### WORK TO COMPLETE
Reproduce exactly the lines from the line containing "Q: For the tall" through the end of the records below, including both ends, and nothing else.

### LISTING
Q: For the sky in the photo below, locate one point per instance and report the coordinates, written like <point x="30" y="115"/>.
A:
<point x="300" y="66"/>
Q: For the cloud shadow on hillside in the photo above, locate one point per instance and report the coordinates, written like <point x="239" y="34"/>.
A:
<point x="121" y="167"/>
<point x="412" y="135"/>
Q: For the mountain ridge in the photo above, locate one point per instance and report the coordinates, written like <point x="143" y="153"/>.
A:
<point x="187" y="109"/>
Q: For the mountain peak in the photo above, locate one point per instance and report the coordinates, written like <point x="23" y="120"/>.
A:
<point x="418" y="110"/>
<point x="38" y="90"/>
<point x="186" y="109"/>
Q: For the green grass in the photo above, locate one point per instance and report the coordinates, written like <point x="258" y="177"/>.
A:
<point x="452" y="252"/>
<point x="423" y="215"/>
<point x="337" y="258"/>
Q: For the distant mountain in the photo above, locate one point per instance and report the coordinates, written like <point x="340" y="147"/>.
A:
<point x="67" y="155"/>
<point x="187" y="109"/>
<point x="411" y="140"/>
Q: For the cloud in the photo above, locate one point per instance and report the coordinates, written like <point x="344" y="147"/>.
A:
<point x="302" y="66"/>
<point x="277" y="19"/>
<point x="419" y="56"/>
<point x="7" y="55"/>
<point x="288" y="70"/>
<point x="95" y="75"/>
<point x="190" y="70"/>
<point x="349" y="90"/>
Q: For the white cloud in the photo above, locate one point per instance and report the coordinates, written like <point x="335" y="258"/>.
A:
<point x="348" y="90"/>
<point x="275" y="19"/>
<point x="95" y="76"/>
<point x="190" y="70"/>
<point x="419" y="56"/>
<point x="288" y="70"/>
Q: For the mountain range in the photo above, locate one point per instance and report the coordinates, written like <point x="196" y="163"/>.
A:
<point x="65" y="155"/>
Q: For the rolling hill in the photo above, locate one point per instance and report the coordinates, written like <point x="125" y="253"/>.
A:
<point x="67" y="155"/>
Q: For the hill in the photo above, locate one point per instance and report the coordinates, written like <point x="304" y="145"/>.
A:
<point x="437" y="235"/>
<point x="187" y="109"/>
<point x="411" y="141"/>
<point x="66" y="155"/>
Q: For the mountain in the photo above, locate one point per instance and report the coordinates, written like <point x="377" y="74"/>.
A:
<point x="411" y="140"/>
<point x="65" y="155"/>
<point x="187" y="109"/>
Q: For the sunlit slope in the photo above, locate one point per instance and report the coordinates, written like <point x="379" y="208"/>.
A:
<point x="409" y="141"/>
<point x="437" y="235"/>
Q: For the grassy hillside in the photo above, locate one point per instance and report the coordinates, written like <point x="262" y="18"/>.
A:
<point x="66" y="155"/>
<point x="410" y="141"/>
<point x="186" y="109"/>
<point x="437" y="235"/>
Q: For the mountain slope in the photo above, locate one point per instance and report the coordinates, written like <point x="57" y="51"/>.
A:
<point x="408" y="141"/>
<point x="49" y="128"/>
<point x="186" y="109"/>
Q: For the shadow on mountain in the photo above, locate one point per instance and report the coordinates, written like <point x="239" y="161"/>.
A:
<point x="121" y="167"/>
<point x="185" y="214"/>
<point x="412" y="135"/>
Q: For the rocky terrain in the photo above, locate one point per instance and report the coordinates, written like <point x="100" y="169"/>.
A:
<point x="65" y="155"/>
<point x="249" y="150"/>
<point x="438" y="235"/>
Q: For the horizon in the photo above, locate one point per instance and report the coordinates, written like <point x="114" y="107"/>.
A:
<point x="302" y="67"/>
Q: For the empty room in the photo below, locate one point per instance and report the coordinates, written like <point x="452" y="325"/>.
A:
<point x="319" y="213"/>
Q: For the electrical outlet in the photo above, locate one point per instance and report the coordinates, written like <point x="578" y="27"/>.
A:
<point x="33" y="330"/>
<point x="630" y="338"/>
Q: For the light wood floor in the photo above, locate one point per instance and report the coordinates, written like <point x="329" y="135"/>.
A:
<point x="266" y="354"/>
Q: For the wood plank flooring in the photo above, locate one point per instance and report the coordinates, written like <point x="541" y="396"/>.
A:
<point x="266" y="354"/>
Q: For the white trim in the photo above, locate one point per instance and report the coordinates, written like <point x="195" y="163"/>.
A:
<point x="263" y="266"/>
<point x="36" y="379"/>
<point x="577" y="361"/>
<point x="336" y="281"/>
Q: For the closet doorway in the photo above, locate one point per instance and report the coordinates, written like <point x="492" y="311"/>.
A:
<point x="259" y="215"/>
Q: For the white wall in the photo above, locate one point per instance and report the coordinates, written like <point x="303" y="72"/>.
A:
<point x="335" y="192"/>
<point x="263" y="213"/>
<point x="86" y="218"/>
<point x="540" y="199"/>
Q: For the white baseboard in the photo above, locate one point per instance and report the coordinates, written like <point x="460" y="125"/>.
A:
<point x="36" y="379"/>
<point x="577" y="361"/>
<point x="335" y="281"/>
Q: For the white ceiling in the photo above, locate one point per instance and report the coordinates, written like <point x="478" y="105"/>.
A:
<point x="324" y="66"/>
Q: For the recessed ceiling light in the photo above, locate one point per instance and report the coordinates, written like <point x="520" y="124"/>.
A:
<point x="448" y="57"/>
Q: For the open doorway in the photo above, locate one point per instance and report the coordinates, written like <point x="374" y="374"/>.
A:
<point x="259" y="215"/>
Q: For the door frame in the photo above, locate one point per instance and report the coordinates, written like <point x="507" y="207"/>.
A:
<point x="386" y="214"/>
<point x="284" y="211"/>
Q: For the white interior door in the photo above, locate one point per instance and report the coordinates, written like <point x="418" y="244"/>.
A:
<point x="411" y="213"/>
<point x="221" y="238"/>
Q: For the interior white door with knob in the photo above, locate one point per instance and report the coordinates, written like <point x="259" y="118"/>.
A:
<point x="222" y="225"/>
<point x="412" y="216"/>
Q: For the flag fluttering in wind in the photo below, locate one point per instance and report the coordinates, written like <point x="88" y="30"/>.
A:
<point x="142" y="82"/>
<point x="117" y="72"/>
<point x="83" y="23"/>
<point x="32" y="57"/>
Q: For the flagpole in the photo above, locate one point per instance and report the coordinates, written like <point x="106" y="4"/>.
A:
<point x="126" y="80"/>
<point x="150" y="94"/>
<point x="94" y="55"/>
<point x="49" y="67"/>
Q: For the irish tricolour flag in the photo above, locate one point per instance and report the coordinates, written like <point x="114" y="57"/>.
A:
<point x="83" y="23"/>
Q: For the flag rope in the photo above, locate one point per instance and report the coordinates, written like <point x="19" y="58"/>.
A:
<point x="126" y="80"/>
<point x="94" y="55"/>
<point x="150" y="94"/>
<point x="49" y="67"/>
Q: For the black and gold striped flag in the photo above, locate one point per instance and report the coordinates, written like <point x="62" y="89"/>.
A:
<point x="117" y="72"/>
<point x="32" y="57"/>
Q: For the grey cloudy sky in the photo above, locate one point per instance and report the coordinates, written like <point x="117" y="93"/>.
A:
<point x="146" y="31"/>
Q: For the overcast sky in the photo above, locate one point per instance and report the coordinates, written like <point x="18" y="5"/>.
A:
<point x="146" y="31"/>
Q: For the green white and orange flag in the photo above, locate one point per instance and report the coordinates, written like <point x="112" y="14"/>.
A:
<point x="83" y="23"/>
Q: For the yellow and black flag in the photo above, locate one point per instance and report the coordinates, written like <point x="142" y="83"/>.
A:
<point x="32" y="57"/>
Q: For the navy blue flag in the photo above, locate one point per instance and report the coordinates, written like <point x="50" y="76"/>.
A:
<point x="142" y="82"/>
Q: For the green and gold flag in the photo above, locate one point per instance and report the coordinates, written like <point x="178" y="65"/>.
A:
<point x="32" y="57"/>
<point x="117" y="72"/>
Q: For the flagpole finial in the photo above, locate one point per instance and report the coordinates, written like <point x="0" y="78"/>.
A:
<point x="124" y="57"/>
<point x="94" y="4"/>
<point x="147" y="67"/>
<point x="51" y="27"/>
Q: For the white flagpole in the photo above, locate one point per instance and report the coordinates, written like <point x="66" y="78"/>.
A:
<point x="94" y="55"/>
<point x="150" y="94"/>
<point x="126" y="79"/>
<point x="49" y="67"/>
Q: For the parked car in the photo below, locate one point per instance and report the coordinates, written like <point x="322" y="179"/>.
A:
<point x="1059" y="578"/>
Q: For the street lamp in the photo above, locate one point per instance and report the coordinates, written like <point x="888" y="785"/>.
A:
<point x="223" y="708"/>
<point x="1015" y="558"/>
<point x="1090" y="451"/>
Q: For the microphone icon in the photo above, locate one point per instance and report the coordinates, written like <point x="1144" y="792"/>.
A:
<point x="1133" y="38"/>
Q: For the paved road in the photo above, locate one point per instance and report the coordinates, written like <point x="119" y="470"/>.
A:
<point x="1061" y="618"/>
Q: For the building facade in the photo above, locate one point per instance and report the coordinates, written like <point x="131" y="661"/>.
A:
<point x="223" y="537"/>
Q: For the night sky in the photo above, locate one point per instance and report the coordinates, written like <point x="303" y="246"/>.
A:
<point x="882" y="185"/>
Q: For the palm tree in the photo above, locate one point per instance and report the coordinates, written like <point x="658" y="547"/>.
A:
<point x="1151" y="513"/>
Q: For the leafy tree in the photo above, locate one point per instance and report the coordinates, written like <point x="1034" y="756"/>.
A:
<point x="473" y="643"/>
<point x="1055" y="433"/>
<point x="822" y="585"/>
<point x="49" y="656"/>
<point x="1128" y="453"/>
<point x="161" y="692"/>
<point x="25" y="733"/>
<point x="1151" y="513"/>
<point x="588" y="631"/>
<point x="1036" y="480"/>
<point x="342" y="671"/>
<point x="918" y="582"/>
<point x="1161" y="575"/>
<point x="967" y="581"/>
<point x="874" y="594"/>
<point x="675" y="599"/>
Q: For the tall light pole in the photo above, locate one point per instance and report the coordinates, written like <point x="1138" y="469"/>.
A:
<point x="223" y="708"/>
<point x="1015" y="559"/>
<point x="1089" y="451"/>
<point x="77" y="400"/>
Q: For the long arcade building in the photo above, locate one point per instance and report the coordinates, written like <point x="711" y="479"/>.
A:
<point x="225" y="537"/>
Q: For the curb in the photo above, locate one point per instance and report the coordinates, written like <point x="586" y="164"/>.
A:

### CORRECT RESULT
Q: For the tall light pole in the photo above, locate one point per instance and report the coordinates, written like <point x="1138" y="469"/>.
A:
<point x="223" y="708"/>
<point x="1015" y="559"/>
<point x="1089" y="451"/>
<point x="77" y="400"/>
Q: For the long arcade building in the photo above, locate one point per instance and report the coordinates, written like <point x="711" y="479"/>.
A:
<point x="225" y="537"/>
Q: For the curb in the photo above, locate one point per instance and report the coordinates, written like <point x="586" y="164"/>.
A:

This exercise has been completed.